* _Excerpts of pointing data_:
....
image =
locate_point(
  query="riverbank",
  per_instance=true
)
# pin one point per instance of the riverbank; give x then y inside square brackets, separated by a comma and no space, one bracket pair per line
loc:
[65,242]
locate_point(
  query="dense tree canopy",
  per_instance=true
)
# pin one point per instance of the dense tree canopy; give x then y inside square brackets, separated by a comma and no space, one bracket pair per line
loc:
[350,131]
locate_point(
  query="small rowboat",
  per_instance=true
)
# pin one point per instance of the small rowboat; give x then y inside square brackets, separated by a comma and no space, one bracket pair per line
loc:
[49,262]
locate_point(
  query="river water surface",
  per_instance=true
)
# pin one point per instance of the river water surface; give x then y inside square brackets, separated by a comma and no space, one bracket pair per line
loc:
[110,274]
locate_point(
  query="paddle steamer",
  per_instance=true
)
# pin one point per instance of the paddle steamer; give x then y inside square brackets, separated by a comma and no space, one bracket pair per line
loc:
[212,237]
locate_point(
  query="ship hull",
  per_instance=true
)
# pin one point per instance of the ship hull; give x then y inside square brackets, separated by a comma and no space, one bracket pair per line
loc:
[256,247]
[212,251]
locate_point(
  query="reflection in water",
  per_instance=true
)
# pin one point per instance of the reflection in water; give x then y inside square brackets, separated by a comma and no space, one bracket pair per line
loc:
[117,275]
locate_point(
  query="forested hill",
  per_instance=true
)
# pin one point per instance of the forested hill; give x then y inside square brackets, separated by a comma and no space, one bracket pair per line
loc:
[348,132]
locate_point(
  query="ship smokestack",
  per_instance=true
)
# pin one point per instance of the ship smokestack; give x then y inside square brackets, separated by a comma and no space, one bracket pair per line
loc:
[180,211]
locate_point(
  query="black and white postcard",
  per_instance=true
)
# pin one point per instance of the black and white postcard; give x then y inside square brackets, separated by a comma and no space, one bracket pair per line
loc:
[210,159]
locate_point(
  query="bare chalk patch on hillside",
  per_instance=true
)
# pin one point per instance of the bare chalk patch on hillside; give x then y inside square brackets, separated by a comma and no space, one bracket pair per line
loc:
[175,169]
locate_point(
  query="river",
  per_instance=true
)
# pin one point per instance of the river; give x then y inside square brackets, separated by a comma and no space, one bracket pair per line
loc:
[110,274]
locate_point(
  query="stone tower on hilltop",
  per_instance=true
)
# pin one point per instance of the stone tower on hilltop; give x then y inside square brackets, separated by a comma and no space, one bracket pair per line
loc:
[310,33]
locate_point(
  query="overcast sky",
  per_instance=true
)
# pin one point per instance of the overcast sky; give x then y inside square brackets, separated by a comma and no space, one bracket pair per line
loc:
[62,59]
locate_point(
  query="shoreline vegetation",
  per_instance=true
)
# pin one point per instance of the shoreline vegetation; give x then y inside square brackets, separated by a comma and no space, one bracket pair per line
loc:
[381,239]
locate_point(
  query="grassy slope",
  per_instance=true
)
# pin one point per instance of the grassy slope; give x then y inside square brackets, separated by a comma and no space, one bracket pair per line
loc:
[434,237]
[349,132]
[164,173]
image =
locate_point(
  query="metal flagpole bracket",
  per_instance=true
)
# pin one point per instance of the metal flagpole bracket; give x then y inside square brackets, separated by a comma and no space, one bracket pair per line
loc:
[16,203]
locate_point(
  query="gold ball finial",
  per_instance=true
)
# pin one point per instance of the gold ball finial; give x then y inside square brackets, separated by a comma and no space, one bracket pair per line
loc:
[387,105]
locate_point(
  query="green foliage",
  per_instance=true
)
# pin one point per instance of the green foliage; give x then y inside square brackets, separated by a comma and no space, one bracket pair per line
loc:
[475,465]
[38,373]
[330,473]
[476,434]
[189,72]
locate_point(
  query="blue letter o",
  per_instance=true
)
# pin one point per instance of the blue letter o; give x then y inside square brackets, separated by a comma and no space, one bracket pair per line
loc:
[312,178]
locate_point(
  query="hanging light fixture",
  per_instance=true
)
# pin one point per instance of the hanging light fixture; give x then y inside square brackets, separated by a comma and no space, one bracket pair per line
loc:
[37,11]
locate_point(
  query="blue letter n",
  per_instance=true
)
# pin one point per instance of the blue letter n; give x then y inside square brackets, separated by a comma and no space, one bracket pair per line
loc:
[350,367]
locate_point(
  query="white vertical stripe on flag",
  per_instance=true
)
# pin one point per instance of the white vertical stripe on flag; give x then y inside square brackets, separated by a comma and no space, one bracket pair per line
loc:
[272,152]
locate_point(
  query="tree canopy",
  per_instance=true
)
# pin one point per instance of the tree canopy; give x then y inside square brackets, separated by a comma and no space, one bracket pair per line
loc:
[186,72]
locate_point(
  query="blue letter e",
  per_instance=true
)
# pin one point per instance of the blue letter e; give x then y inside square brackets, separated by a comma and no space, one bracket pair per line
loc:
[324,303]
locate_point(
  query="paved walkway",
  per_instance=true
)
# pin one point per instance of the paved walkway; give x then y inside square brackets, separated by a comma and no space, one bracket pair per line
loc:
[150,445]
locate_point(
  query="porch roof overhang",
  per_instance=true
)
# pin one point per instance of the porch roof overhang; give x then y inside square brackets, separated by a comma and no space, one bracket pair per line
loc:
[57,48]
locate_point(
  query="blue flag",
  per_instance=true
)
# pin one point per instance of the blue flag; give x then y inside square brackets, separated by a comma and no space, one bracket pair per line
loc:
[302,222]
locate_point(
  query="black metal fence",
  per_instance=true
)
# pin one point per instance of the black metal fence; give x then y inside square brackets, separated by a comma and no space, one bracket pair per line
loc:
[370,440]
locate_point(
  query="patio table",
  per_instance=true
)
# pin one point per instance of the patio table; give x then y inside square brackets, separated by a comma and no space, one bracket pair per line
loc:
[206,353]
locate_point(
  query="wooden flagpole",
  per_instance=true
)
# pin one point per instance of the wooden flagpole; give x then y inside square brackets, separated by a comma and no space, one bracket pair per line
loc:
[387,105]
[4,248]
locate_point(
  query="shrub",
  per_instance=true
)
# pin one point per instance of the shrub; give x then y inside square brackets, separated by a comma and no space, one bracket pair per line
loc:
....
* _TO BE DONE_:
Reproduce the data, keeping every line exactly the same.

* _REPLY_:
image =
locate_point(
  query="riverbank",
  per_instance=true
)
# pin one point per instance of the riverbank; give x then y inside square brackets, separated by a comma and no space, one bracket pair per line
loc:
[65,242]
locate_point(
  query="dense tree canopy",
  per_instance=true
)
# pin one point per instance of the dense tree canopy; give x then y inside square brackets, separated by a comma and no space, one bracket pair per line
loc:
[350,131]
locate_point(
  query="small rowboat",
  per_instance=true
)
# pin one point per instance of the small rowboat; give x then y inside square brackets, separated by a comma and no space, one bracket pair per line
loc:
[49,262]
locate_point(
  query="river water surface",
  per_instance=true
)
# pin one point per instance of the river water surface; give x then y inside square brackets, separated by a comma and no space, one bracket pair per line
loc:
[110,274]
locate_point(
  query="paddle steamer",
  per_instance=true
)
# pin one point per instance of the paddle steamer; give x then y inside square brackets, separated by a comma and no space, one bracket pair per line
loc:
[212,237]
locate_point(
  query="ship hull",
  per_instance=true
)
# pin one point per instance of the ship hull; give x then y inside square brackets, separated by a comma and no space, one bracket pair per line
loc:
[256,247]
[212,251]
locate_point(
  query="reflection in water",
  per_instance=true
)
# pin one point per instance of the reflection in water; give x then y inside square brackets, separated by a comma and no space, one bracket pair per line
loc:
[117,275]
locate_point(
  query="forested hill",
  per_instance=true
)
# pin one point per instance of the forested hill; give x then y inside square brackets, separated by a comma and no space, one bracket pair per line
loc:
[348,132]
locate_point(
  query="ship smokestack",
  per_instance=true
)
# pin one point per instance of the ship smokestack; give x then y inside square brackets, separated by a comma and no space, one bracket pair per line
loc:
[180,211]
locate_point(
  query="black and white postcard",
  per_instance=true
)
# pin one point per instance of the black and white postcard; give x then y inside square brackets, separated by a comma and no space, one bracket pair per line
loc:
[210,159]
locate_point(
  query="bare chalk patch on hillside",
  per_instance=true
)
# pin one point per instance of the bare chalk patch on hillside; give x then y inside square brackets, separated by a comma and no space, one bracket pair per line
loc:
[175,169]
locate_point(
  query="river",
  per_instance=true
)
# pin one point per instance of the river; give x then y inside square brackets, separated by a comma and no space, one bracket pair per line
loc:
[110,274]
locate_point(
  query="stone tower on hilltop",
  per_instance=true
)
# pin one point per instance of the stone tower on hilltop; give x then y inside square brackets, separated by a comma and no space, one bracket pair per line
loc:
[310,33]
locate_point(
  query="overcast sky",
  per_instance=true
)
# pin one point per instance of the overcast sky; give x then y inside square brackets, separated by a comma and no space, one bracket pair per line
loc:
[62,59]
locate_point(
  query="shoreline vegetation",
  per_instance=true
)
# pin one point per instance of the shoreline vegetation; give x then y inside square brackets, separated by a comma and no space, one bracket pair per line
loc:
[381,239]
locate_point(
  query="grassy slope",
  per_instance=true
)
# pin one point per instance of the grassy slope; give x then y inside square brackets, separated by a comma and no space, one bracket pair per line
loc:
[434,237]
[349,132]
[164,173]
image =
locate_point(
  query="metal flagpole bracket",
  per_instance=true
)
# pin one point per instance of the metal flagpole bracket; give x then y inside square brackets, separated by a comma and no space, one bracket pair per line
loc:
[16,203]
locate_point(
  query="gold ball finial",
  per_instance=true
)
# pin one point per instance of the gold ball finial; give x then y inside square brackets, separated by a comma and no space, one bracket pair per line
loc:
[387,105]
locate_point(
  query="green foliage",
  per_instance=true
)
# pin one point per instance of the green foliage; give x then y inside square brackets, separated by a comma and no space, one bracket pair per line
loc:
[475,465]
[38,373]
[330,473]
[476,434]
[189,72]
locate_point(
  query="blue letter o",
  per_instance=true
)
# pin one point per instance of the blue letter o; give x then y inside square brackets, separated by a comma and no space, one bracket pair per line
loc:
[312,178]
locate_point(
  query="hanging light fixture",
  per_instance=true
)
# pin one point per instance of the hanging light fixture; give x then y inside square brackets, separated by a comma and no space, one bracket pair per line
loc:
[37,11]
locate_point(
  query="blue letter n",
  per_instance=true
)
# pin one point per instance of the blue letter n; give x then y inside square brackets, separated by a comma and no space, one bracket pair per line
loc:
[350,367]
locate_point(
  query="white vertical stripe on flag",
  per_instance=true
)
# pin one point per instance of the white vertical stripe on flag; give x then y inside square brackets, separated by a comma and no space, one bracket pair per line
loc:
[272,152]
locate_point(
  query="tree canopy",
  per_instance=true
)
# pin one point per instance of the tree canopy; give x then y inside square brackets, separated by a comma and no space, one bracket pair per line
loc:
[186,72]
locate_point(
  query="blue letter e",
  per_instance=true
)
# pin one point per instance of the blue letter e; give x then y inside square brackets, separated by a comma and no space, one bracket pair per line
loc:
[324,303]
locate_point(
  query="paved walkway",
  per_instance=true
)
# pin one point per instance of the paved walkway; give x then y inside square brackets, separated by a comma and no space, one bracket pair per line
loc:
[150,445]
locate_point(
  query="porch roof overhang",
  per_instance=true
)
# pin one point per instance of the porch roof overhang; give x then y inside square brackets, separated by a comma and no space, one bracket pair per line
loc:
[57,48]
locate_point(
  query="blue flag",
  per_instance=true
)
# pin one point per instance of the blue flag; give x then y inside square brackets, separated by a comma and no space, one bracket pair per line
loc:
[302,222]
locate_point(
  query="black metal fence",
  per_instance=true
)
# pin one point per instance of the black metal fence; give x then y inside square brackets, separated by a comma and no space, one bracket pair per line
loc:
[370,440]
locate_point(
  query="patio table",
  per_instance=true
)
# pin one point per instance of the patio table; give x then y inside square brackets, separated by a comma and no space, one bracket pair per line
loc:
[206,353]
locate_point(
  query="wooden flagpole",
  per_instance=true
)
# pin one point per instance of the wooden flagpole; give x then y inside square brackets, separated by a comma and no space, one bracket pair per line
loc:
[387,105]
[4,248]
locate_point(
  query="shrub",
  per_instance=true
)
# pin one point per instance of the shrub; give x then y inside square brackets, separated by a comma and no space, one bracket pair per line
loc:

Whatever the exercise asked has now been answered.